▸ DATASET EXTRACT:
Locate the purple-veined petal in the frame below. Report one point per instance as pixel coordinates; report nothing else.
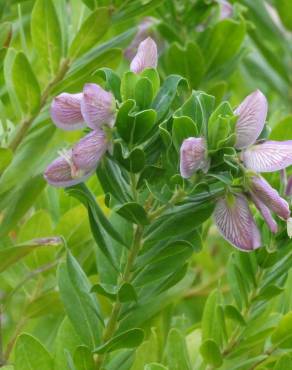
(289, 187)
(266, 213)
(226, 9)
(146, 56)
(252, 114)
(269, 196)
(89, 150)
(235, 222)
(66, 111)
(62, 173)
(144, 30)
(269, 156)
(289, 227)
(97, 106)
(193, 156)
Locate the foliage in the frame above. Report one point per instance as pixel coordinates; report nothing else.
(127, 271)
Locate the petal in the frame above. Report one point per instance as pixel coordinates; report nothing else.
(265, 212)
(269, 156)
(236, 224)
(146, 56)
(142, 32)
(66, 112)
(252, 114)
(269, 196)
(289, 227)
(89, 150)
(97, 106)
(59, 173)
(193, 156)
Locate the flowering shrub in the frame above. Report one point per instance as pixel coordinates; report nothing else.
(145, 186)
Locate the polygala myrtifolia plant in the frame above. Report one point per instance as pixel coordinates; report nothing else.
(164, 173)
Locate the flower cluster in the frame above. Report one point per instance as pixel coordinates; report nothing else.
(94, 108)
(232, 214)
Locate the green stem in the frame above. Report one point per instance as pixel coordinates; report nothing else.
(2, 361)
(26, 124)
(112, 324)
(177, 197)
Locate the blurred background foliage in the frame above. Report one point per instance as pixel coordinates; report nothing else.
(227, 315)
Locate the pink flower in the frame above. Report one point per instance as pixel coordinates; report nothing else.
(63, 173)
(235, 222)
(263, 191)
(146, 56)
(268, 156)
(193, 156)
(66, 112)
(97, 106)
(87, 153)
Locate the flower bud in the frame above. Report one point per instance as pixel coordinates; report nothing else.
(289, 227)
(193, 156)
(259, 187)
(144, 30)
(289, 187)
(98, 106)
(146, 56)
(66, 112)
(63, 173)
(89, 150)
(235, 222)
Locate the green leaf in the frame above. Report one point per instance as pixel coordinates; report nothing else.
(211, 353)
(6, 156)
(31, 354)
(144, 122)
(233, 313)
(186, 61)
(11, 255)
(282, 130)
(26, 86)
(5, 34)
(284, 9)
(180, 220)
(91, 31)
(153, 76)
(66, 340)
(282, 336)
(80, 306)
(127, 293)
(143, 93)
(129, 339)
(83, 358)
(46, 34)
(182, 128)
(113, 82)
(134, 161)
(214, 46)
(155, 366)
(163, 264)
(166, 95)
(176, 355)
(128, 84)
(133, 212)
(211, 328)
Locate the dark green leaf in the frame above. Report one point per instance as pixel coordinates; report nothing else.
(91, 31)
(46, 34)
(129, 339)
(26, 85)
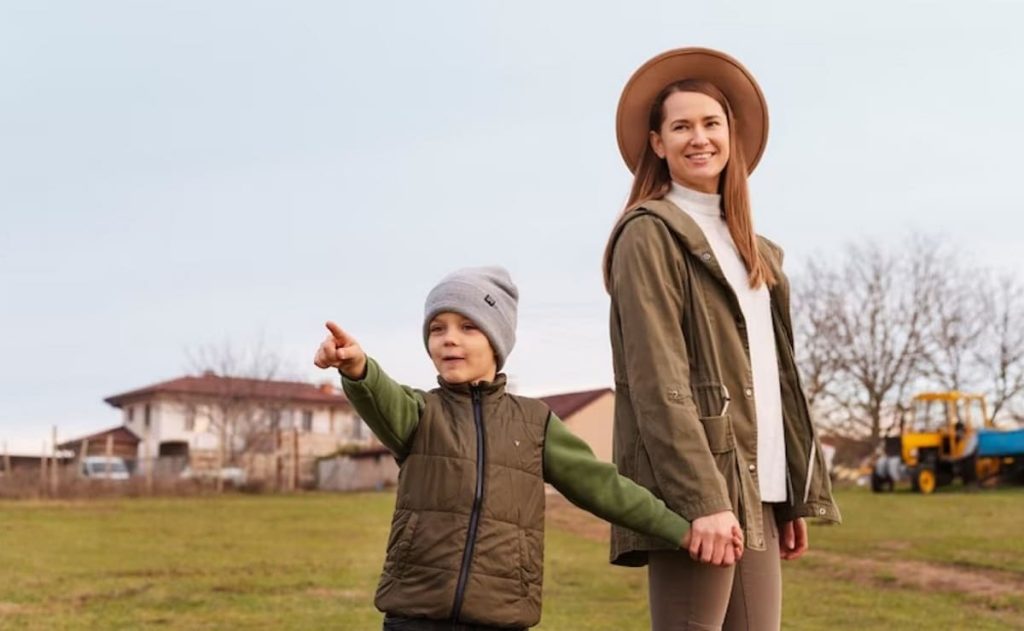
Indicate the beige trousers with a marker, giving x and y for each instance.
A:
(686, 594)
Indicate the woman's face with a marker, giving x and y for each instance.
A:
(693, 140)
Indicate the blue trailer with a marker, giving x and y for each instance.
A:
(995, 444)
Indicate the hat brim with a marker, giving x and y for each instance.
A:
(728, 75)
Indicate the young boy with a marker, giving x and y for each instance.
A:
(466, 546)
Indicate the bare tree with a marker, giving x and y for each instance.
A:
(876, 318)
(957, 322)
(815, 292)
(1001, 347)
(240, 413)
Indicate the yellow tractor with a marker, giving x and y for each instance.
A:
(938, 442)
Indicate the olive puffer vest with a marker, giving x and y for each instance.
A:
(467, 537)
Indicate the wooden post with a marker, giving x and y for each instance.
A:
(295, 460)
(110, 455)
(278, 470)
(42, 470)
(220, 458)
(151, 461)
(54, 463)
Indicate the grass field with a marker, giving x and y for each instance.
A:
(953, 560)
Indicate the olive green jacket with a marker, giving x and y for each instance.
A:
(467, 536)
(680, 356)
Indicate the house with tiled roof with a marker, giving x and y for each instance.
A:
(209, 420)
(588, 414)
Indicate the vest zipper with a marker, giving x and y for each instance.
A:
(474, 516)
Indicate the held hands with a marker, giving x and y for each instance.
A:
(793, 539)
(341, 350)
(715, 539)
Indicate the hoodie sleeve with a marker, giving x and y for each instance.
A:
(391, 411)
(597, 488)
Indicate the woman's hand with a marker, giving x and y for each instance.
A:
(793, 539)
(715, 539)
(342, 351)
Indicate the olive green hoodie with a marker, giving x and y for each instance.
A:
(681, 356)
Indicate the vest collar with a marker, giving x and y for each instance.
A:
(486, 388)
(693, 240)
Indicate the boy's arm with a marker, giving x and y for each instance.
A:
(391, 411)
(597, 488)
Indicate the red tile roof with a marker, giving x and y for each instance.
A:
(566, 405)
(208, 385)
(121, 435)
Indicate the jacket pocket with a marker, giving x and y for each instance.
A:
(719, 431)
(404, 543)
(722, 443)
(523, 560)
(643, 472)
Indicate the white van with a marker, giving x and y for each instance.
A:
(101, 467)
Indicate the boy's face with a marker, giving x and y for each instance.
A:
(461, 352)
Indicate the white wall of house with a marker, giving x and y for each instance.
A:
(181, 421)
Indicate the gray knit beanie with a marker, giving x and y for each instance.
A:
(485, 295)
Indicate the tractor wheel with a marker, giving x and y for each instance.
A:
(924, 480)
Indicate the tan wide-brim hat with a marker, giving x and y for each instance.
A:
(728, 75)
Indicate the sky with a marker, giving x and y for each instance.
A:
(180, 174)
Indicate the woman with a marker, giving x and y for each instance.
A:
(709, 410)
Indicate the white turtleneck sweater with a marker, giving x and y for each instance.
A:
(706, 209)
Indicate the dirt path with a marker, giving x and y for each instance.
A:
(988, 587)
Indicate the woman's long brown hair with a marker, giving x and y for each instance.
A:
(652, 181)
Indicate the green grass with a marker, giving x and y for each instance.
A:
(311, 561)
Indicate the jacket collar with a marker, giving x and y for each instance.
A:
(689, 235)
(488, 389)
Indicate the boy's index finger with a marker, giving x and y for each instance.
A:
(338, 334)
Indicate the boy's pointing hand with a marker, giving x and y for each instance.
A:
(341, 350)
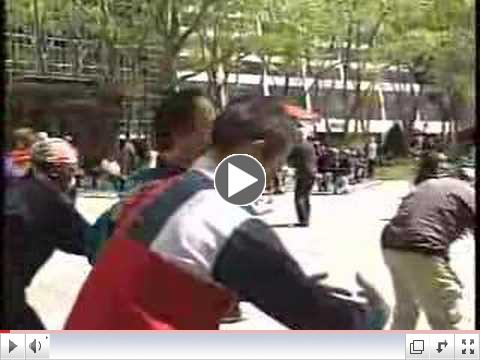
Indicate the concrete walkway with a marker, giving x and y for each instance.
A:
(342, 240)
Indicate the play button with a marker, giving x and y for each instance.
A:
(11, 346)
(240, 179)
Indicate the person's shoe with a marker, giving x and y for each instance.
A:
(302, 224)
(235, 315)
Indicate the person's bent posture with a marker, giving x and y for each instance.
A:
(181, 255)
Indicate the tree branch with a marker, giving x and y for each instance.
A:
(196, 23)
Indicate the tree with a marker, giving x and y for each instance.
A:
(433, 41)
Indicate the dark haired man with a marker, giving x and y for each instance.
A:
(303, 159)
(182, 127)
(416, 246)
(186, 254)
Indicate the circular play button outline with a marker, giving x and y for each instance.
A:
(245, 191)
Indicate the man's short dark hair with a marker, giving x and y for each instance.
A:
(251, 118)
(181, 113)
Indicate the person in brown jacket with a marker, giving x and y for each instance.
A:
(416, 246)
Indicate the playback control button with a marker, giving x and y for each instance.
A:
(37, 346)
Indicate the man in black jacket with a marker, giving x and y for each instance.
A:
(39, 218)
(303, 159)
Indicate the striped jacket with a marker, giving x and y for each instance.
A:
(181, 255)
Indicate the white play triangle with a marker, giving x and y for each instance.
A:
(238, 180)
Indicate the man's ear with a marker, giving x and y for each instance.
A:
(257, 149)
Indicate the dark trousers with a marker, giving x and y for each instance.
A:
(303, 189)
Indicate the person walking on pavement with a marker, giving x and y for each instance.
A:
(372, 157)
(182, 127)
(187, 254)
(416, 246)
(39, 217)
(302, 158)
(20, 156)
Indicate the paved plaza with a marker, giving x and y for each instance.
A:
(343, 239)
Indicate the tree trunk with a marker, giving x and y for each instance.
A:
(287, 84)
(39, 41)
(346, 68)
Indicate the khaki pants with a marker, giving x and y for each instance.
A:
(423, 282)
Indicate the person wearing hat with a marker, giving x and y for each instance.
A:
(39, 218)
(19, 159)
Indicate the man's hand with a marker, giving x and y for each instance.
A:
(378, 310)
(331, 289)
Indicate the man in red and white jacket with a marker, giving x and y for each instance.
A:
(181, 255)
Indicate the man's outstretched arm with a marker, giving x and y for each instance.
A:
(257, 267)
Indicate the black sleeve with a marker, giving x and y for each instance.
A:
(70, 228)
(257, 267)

---

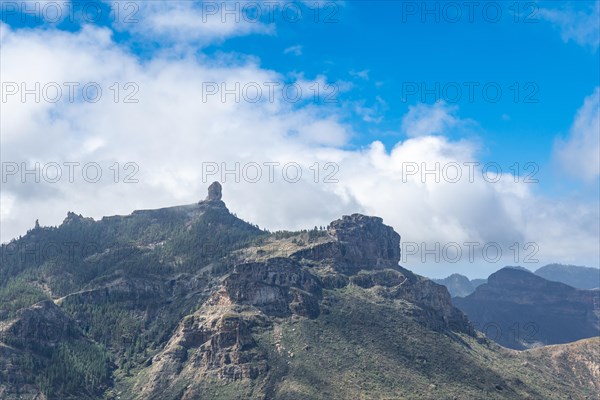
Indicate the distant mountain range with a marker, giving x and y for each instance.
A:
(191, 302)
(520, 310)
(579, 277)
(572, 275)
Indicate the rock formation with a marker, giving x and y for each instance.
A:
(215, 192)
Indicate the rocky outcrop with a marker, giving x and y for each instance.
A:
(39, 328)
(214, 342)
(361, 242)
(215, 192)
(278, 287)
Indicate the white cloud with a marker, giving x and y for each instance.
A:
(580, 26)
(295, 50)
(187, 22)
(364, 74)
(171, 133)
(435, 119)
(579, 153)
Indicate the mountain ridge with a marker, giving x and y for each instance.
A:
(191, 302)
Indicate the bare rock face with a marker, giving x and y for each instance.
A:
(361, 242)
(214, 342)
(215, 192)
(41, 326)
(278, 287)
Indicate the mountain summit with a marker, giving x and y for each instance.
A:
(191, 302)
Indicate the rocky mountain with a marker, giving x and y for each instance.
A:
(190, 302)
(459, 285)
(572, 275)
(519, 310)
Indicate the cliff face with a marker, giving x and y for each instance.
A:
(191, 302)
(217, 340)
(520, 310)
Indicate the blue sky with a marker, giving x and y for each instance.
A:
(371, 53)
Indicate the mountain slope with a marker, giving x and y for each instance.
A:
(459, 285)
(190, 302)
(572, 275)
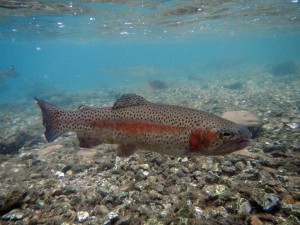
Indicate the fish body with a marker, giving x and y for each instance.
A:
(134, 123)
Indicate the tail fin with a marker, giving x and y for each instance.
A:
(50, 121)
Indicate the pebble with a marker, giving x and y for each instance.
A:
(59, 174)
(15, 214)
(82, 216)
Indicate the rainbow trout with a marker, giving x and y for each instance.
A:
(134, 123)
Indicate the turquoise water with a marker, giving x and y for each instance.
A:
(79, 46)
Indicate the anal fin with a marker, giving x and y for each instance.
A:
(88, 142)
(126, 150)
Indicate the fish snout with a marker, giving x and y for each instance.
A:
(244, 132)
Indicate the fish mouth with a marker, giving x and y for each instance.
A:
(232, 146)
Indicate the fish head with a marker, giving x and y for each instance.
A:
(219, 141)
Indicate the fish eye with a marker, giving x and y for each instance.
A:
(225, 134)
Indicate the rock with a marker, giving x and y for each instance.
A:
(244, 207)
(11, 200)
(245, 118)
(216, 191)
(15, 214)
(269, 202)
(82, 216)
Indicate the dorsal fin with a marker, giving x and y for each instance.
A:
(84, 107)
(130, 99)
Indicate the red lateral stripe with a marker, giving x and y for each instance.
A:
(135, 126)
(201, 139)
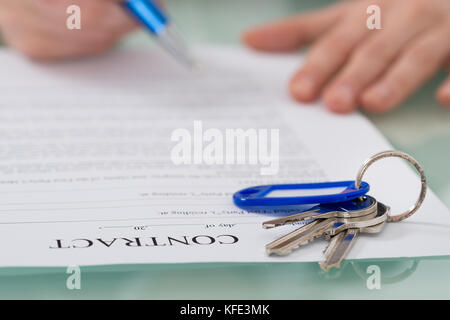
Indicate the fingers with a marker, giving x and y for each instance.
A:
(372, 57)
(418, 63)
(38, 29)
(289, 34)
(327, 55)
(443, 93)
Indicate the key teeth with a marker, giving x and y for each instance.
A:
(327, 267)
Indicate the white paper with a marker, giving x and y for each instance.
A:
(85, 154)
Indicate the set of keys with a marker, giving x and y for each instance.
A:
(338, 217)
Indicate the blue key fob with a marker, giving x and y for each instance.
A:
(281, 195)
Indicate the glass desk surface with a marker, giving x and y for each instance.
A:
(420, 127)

---

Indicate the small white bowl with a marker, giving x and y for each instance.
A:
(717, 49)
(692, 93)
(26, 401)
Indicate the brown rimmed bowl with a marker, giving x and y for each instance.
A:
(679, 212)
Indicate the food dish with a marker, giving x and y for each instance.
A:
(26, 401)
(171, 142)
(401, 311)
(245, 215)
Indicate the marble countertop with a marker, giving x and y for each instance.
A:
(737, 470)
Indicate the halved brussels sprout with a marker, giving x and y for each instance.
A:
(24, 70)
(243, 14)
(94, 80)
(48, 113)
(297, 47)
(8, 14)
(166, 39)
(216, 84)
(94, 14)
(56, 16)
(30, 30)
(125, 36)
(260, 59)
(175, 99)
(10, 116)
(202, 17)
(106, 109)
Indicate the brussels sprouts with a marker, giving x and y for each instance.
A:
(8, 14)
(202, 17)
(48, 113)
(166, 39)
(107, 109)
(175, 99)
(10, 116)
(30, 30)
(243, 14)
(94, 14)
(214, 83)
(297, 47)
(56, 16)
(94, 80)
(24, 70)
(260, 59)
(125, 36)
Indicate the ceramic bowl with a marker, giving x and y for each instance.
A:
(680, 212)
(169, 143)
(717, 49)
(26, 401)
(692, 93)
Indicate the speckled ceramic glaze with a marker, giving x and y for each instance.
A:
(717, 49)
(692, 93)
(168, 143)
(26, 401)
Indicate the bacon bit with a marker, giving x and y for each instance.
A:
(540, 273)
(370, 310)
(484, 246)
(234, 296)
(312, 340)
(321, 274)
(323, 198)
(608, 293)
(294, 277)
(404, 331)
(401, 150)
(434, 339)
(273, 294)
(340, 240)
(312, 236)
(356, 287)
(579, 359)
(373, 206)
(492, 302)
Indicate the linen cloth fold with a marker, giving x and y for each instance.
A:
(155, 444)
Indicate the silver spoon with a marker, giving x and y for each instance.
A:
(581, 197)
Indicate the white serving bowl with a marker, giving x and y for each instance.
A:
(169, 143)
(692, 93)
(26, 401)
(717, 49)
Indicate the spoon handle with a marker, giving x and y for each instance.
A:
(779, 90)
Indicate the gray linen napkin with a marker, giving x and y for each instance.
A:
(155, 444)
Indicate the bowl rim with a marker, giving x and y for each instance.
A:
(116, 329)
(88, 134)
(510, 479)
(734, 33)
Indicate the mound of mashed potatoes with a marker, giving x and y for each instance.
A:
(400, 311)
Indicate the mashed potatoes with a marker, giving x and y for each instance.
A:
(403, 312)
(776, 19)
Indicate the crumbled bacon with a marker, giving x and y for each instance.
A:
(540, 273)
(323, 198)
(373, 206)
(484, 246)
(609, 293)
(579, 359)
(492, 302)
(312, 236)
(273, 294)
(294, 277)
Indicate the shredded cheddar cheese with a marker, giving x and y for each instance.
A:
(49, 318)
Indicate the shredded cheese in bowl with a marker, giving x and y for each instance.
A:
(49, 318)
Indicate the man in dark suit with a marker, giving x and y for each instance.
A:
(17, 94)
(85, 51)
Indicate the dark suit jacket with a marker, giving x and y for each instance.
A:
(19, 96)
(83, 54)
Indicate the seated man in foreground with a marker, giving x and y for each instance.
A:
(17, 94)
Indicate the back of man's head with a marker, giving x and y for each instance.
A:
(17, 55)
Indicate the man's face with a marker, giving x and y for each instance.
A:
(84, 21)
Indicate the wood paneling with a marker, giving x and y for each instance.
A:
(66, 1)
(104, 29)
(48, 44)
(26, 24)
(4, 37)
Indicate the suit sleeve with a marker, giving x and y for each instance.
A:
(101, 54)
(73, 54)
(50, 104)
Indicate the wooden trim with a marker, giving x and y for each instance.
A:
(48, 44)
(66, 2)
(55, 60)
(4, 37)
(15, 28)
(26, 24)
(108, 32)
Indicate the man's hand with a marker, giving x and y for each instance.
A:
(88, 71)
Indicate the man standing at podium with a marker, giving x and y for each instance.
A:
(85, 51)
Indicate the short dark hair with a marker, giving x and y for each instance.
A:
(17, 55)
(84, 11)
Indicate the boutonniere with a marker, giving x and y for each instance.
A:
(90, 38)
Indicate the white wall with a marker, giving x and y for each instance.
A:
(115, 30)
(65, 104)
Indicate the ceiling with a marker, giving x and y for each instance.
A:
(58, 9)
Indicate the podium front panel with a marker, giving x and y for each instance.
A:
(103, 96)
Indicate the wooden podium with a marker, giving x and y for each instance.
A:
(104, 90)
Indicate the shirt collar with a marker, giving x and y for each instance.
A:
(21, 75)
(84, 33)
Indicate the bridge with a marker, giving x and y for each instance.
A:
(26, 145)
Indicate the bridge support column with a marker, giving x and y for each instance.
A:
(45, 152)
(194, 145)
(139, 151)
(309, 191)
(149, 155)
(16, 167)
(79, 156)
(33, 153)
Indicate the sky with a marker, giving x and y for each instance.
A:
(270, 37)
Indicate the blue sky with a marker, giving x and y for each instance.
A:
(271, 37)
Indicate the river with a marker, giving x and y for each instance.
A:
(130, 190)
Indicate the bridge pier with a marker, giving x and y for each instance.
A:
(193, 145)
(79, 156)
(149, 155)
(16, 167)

▸ TASK:
This exercise requires the lines of the entries containing the string "spoon".

▸ ANSWER TO THIS EXERCISE:
Indicate the silver spoon with a marker, giving x and y for each instance.
Indicate the spoon handle with a marker, giving x and y for each instance.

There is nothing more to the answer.